=== PAGE EXTRACT ===
--*--

Goa, Damão and Diu issued their own coinages until the middle of the 19th century. Damão issued copper 3, 15, 30 and 60 réis coins until 1854 when the mint closed. Diu issued lead and tin 5 and 10 bazarucos together with tin 20 bazarucos, copper 30 and 60 réis and silver 150 and 300 réis and 1 rupia. The Diu mint closed in 1859.

Goa issued the most diverse coinage of the three mints. In addition to tin bastardo, there were copper coins in denominations of 3, 4 1/2, 6, 7 1/2, 9, 10, 12 and 15 réis, 1/2 and 1 tanga, silver coins for 1/2 and 1 tanga, 1/2 and 1 pardau, and 1 rupia, and gold 1, 2, 4, 8 and 12 xerafins. The Goa mint was closed by the British in 1869.

Following the closure of the last local mint, coins were imported from Portugal beginning in 1871. This new coinage coincided with the reform of the subdivisions of the rupia. Copper coins were introduced in denominations of 3, 5, 10 and 15 réis, 1/2 and 1 tanga. In 1881, copper 1/8 tanga and silver 1/8, 1/4, 1/2 and 1 rupia coins were introduced. Bronze replaced copper in 1901, whilst cupro-nickel 2 and 4 tangas were introduced in 1934, followed by 1/2 and 1 rupia in 1947 and 1952, respectively.

==Banknotes==

The first paper money issued specifically for Portuguese India was issued by the Junta da Fazenda Pública in 1882 in denominations of 10 and 20 rupias. These were followed in 1883 by notes issued by the General Government (Governo Geral) for 5, 10, 20, 50, 100 and 500 rupias.

In 1906, the Banco Nacional Ultramarino took over the issuance of paper money, issuing notes for 5, 10, 20 and 50 rupias. In 1917, notes were added for 4 and 8 tangas, 1 and 2 1/2 rupias. These were the only issue of tanga denominated notes, whilst the 2 1/2 rupia notes were issued until 1924 and the 1 rupia until 1929. 100 and 500 rupias notes were reintroduced in 1924.

--*--

=== TASK DESCRIPTION ===
According to the passage about Portuguese India's currency, in what year was the Goa mint closed by the British? The rows that follow play no part in the work on this passage about Portuguese India's currency.

=== LISTED ENTRIES ===

--*--

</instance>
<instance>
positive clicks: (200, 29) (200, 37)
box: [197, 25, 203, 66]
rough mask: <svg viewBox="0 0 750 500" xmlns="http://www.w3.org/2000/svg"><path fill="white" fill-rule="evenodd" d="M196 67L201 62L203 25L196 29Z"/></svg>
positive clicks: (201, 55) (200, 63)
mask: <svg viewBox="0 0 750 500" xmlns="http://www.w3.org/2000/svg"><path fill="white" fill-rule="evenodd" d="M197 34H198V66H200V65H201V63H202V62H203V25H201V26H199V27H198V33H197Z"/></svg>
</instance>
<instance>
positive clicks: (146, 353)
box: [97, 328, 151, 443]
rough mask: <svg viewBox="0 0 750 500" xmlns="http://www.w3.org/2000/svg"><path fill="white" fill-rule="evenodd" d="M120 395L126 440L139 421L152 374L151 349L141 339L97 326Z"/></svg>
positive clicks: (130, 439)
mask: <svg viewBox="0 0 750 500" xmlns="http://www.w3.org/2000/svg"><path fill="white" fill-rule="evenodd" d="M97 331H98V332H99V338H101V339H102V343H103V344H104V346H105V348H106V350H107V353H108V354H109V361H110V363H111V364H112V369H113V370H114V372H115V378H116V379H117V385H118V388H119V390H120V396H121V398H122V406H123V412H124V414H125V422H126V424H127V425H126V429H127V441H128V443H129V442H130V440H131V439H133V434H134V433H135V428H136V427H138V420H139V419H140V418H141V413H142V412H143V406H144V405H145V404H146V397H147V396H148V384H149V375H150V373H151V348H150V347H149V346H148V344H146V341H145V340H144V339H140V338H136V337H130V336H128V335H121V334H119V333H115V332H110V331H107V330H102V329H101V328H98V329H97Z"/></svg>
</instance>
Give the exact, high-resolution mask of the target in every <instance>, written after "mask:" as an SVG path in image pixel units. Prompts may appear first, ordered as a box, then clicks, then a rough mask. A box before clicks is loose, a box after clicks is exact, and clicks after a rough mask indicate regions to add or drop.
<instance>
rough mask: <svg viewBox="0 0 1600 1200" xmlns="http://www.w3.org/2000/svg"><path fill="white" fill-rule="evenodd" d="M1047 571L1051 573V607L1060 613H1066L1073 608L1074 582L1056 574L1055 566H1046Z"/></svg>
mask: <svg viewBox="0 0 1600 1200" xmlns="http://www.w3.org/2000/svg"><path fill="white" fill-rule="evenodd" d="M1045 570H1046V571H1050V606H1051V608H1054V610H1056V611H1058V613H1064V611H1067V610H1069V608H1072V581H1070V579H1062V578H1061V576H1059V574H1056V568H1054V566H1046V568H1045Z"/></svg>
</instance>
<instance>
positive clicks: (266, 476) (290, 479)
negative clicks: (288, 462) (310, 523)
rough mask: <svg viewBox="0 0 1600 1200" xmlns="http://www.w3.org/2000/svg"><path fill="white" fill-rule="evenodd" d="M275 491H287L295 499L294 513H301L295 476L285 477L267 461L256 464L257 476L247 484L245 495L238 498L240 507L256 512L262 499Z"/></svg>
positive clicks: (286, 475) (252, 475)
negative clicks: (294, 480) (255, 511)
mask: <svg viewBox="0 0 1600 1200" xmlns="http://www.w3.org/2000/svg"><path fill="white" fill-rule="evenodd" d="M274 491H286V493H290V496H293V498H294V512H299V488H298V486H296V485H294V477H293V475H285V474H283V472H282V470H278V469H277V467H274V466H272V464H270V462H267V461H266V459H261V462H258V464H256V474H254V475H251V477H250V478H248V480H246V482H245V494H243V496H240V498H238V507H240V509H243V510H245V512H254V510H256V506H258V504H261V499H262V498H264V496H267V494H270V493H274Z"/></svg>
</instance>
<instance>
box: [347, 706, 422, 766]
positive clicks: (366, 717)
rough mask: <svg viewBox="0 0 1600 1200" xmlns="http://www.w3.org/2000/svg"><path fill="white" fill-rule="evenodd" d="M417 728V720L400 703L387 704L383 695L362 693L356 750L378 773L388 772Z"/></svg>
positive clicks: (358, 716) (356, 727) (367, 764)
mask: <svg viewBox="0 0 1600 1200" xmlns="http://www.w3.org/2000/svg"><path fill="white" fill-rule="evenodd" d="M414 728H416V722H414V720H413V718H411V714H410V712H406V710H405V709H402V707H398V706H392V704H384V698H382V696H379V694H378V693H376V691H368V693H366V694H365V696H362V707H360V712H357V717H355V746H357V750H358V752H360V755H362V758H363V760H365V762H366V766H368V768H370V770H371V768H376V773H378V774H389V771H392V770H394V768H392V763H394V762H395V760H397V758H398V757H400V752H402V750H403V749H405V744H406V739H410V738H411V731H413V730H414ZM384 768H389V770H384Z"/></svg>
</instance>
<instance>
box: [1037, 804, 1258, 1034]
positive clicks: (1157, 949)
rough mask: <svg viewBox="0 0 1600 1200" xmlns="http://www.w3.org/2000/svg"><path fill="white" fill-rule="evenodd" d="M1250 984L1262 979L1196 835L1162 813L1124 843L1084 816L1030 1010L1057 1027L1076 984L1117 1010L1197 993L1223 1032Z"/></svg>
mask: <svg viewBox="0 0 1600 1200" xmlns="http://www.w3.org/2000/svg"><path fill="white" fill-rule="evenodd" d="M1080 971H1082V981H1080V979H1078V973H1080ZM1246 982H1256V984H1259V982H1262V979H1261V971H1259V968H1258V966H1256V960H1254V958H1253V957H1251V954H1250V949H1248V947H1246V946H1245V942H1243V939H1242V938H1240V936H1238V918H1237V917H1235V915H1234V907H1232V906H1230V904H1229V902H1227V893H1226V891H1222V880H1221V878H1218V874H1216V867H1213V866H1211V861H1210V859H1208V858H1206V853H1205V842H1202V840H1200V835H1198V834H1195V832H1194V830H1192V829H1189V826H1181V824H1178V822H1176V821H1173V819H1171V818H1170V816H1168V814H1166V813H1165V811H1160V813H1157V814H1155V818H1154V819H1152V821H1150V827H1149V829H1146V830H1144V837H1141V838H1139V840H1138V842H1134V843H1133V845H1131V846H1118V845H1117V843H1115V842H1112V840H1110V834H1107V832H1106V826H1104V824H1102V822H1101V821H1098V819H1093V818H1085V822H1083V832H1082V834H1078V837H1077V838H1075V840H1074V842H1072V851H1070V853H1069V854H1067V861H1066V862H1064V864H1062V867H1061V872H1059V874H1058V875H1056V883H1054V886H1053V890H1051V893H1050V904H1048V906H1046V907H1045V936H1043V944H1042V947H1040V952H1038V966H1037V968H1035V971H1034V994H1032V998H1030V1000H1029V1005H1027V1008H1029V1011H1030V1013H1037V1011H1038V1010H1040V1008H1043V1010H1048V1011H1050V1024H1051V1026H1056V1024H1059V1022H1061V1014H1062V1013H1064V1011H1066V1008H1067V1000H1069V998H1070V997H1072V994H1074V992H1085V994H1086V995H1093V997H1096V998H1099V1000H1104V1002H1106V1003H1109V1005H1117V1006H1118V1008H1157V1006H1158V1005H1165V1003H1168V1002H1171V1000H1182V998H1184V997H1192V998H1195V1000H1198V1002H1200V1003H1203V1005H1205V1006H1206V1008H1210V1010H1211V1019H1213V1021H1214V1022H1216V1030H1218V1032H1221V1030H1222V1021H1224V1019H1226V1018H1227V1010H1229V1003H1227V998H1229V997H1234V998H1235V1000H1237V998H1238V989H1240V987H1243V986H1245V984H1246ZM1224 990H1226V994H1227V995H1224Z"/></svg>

--*--

=== RESPONSE TO THIS EXERCISE ===
1869